# Latest Table Talk



## ww (Feb 26, 2008)

I haven't read the latest article in Table Talk by Gene Veith however there has been discussion out there regarding the following statements:

"Truth & Consequences" article by Gene Veith assert that, in his
mind, Mother Teresa's conversion was likely genuine due to the
well-chronicled spiritual depression she experienced.

He writes, "She did not follow her feelings, trust in her good works,
or enjoy mystical experiences. Rather, she walked by faith and not by
sight. Luther was like that."

"I would think that her spiritual depression and sense of isolation
from God only serves to confirm how spiritually bankrupt the Roman
Catholic system of doctrine truly is, and that those who embrace its
teachings will not know the rest that Jesus promised."

Does this suprise you that it went to print?


----------



## Contra_Mundum (Feb 26, 2008)

I certainly hesitate to be optimistic. Luther's anxious spirit had no rest. He knew he was not "right" with God. According to his own testimony he _could not_ love God; sometimes he positively hated him! I don't think we was converted (regenerated, maybe earlier) until he understood sola fide, "The just shall live by faith."

Could the pope or M-T be saved? As my former pastor/colleague put it: not if he or she is a good Romanist. Maybe if a poor one? But then, how do you get to be pope?


----------



## Semper Fidelis (Feb 27, 2008)

Contra_Mundum said:


> I certainly hesitate to be optimistic. Luther's anxious spirit had no rest. He knew he was not "right" with God. According to his own testimony he _could not_ love God; sometimes he positively hated him! I don't think we was converted (regenerated, maybe earlier) until he understood sola fide, "The just shall live by faith."
> 
> Could the pope or M-T be saved? As my former pastor/colleague put it: not if he or she is a good Romanist. Maybe if a poor one? But then, how do you get to be pope?



On the Pope being saved, you really must read Horton's _Covenant and Justification_. Ratzinger actually notes that the Reformed have exegetical warrant for seeing a Covenant of Promise in Abraham distinct from Sinai. He then goes on to dismiss it to embrace a form of Covenantal Nomism.

I'm 60 pages into the book and it's excellent. It's a devastating critique of NPP and FV ideas. I just found it fascinating that one of his foils to the NPP and FV was showing that even Ratzinger and a Jew see this covenantal difference.


----------



## Staphlobob (Feb 27, 2008)

SemperFideles said:


> On the Pope being saved, you really must read Horton's _Covenant and Justification_. Ratzinger actually notes that the Reformed have exegetical warrant for seeing a Covenant of Promise in Abraham distinct from Sinai. He then goes on to dismiss it to embrace a form of Covenantal Nomism.



Horton's usually quite good. I'm going to have to get the book now.

BTW, speaking of NPP, N.T. Wright was here in Baltimore speaking at St. Mary's Seminary & University. I couldn't attend because I had to feed the cats and change their water bowls.


----------
++++++++++
Reproduce the stretch of the Table Talk thread from "# Latest Table" through "depression she experienced.", word for word.

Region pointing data
++++++++++
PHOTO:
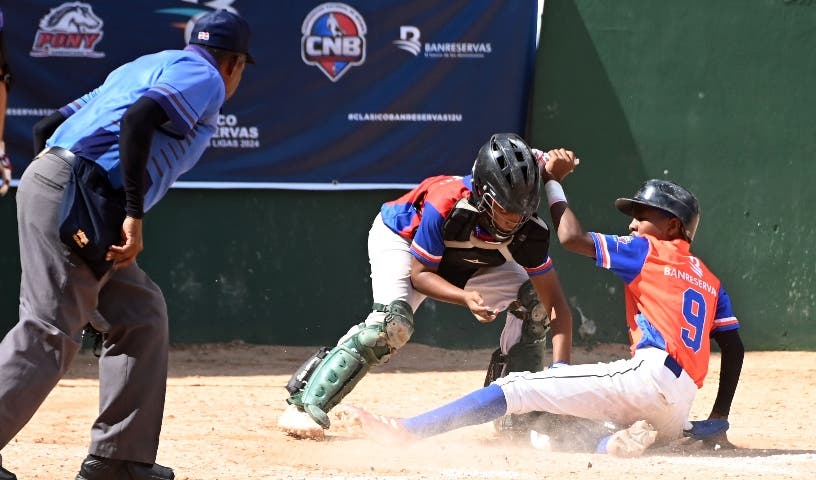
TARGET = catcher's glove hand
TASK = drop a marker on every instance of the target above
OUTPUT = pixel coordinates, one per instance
(5, 173)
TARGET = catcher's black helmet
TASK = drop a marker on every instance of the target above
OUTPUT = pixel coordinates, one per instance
(506, 172)
(669, 197)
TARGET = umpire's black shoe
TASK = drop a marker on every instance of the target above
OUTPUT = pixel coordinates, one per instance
(101, 468)
(5, 474)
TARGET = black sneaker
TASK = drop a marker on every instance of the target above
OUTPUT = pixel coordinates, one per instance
(101, 468)
(5, 474)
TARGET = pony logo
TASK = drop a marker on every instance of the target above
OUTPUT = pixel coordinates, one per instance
(694, 262)
(69, 30)
(80, 238)
(333, 39)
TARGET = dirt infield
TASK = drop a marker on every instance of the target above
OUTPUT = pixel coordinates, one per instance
(223, 402)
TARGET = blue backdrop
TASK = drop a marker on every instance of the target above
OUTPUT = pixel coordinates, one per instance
(363, 94)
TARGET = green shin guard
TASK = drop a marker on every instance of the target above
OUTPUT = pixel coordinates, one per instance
(334, 378)
(341, 370)
(347, 363)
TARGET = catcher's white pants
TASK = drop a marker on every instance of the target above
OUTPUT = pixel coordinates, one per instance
(623, 391)
(390, 258)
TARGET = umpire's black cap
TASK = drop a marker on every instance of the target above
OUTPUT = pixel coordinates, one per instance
(222, 29)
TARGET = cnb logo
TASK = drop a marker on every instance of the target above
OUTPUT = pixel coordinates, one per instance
(69, 30)
(333, 39)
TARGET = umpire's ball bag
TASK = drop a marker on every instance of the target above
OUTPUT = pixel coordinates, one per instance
(91, 215)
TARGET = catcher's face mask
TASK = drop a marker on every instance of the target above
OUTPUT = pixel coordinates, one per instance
(497, 220)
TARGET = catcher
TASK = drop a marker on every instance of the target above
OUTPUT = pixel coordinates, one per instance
(675, 305)
(473, 241)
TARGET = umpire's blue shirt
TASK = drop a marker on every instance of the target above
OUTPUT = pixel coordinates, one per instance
(188, 86)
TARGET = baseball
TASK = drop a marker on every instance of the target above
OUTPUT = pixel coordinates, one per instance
(540, 441)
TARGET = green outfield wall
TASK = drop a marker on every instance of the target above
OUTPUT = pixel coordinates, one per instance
(718, 96)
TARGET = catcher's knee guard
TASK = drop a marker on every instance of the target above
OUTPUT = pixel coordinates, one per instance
(331, 378)
(528, 355)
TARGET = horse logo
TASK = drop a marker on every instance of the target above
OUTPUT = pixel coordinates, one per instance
(333, 39)
(69, 30)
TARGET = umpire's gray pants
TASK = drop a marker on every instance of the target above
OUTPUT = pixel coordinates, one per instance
(58, 296)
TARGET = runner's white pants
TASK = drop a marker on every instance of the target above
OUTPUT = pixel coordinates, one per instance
(623, 391)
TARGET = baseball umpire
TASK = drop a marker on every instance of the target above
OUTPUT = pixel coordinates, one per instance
(111, 155)
(474, 241)
(5, 85)
(674, 306)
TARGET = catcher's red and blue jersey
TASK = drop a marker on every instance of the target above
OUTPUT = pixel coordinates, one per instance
(673, 301)
(420, 215)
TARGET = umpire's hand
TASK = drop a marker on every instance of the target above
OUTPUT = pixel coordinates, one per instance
(125, 254)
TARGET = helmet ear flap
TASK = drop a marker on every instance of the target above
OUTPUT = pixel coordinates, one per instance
(506, 168)
(669, 197)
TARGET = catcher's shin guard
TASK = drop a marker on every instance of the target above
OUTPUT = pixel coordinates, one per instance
(347, 363)
(305, 371)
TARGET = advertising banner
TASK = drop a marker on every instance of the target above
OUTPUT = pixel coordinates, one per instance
(358, 94)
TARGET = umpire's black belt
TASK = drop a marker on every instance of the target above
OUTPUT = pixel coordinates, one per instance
(59, 152)
(673, 366)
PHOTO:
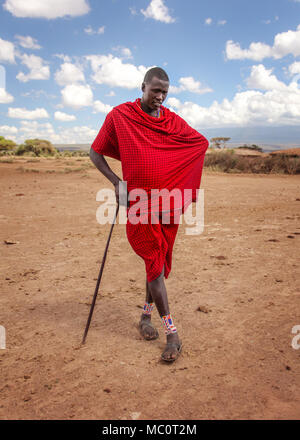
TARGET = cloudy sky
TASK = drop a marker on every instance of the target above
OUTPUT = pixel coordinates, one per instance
(234, 65)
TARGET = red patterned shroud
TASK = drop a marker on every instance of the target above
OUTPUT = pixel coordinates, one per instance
(155, 153)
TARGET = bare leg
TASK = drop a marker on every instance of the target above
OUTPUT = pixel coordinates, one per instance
(158, 292)
(147, 330)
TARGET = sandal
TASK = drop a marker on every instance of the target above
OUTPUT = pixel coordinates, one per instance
(177, 346)
(142, 325)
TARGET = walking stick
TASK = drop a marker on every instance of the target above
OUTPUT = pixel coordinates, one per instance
(99, 279)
++++++++++
Task response:
# Latest Table Talk



## ww (Feb 26, 2008)

I haven't read the latest article in Table Talk by Gene Veith however there has been discussion out there regarding the following statements:

"Truth & Consequences" article by Gene Veith assert that, in his
mind, Mother Teresa's conversion was likely genuine due to the
well-chronicled spiritual depression she experienced.